Give each record below again, without a single difference.

(EXERCISE INPUTS Opens)

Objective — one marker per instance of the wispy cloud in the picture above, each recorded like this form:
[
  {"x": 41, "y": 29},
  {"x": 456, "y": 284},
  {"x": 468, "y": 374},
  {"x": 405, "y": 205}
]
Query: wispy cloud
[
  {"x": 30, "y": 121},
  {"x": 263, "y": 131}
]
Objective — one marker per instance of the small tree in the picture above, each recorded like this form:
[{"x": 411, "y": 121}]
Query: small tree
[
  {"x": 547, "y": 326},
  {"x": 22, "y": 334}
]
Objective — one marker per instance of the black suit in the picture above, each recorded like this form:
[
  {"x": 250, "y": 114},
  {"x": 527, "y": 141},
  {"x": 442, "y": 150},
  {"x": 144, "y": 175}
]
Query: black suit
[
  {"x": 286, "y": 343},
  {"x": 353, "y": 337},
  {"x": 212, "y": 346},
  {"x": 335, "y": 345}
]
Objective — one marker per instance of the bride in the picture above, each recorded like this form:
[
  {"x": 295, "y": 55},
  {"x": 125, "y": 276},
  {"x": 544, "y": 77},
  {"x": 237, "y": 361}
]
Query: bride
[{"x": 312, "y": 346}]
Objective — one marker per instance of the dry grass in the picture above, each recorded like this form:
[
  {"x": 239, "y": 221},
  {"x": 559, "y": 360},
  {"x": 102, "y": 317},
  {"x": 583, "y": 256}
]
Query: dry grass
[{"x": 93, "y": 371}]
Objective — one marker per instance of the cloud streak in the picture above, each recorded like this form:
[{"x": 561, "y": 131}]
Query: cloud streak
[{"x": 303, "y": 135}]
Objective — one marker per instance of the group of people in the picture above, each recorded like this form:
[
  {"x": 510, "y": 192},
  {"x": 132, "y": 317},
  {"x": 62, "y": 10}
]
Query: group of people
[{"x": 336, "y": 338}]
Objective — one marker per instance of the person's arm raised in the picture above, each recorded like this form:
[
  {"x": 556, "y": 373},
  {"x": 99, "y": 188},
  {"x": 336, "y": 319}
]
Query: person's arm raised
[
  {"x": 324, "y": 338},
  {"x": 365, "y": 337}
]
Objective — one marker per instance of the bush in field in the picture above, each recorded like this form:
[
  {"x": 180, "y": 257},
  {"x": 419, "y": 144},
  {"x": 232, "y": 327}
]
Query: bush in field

(EXERCISE INPUTS Closes)

▶ **RESPONSE TO THE EXERCISE**
Objective — one marker per instance of the wispy cloud in the picture above, each recorded like this form:
[
  {"x": 41, "y": 29},
  {"x": 456, "y": 284},
  {"x": 468, "y": 374},
  {"x": 405, "y": 205}
]
Query: wispy cloud
[
  {"x": 30, "y": 121},
  {"x": 263, "y": 131}
]
Objective — one marker per instance of the small tree in the picture above, each recorded like this form:
[{"x": 411, "y": 121}]
Query: small tree
[
  {"x": 547, "y": 326},
  {"x": 22, "y": 334}
]
Objective — one marker per instance of the black suit in the picture above, each recorded like this form:
[
  {"x": 250, "y": 114},
  {"x": 527, "y": 141},
  {"x": 442, "y": 150},
  {"x": 144, "y": 175}
]
Query: black suit
[
  {"x": 286, "y": 343},
  {"x": 353, "y": 337},
  {"x": 212, "y": 346},
  {"x": 335, "y": 345}
]
Objective — one marker per instance of the bride in the picture above, each recorded like this form:
[
  {"x": 295, "y": 55},
  {"x": 125, "y": 276},
  {"x": 544, "y": 77},
  {"x": 237, "y": 361}
]
Query: bride
[{"x": 312, "y": 346}]
Objective — one marker per instance of the dry grass in the picture above, each recorded like this form:
[
  {"x": 239, "y": 221},
  {"x": 559, "y": 360},
  {"x": 102, "y": 317},
  {"x": 583, "y": 256}
]
Query: dry grass
[{"x": 93, "y": 371}]
Objective — one marker per instance of the cloud streak in the picture above, each recorded like this form:
[{"x": 561, "y": 131}]
Query: cloud streak
[{"x": 303, "y": 135}]
Objective — one marker per instance of the group of people in the picture above, each recorded like this form:
[
  {"x": 510, "y": 192},
  {"x": 132, "y": 317},
  {"x": 62, "y": 10}
]
Query: group of people
[{"x": 336, "y": 338}]
Objective — one marker per instance of the person's arm raised in the picture above, each recorded like this form:
[
  {"x": 556, "y": 373},
  {"x": 99, "y": 188},
  {"x": 336, "y": 319}
]
Query: person's arm raised
[
  {"x": 324, "y": 338},
  {"x": 365, "y": 337}
]
Objective — one marker per instance of the bush in field in the picture above, each recorded like this form:
[
  {"x": 180, "y": 257},
  {"x": 419, "y": 144},
  {"x": 232, "y": 327}
]
Query: bush in field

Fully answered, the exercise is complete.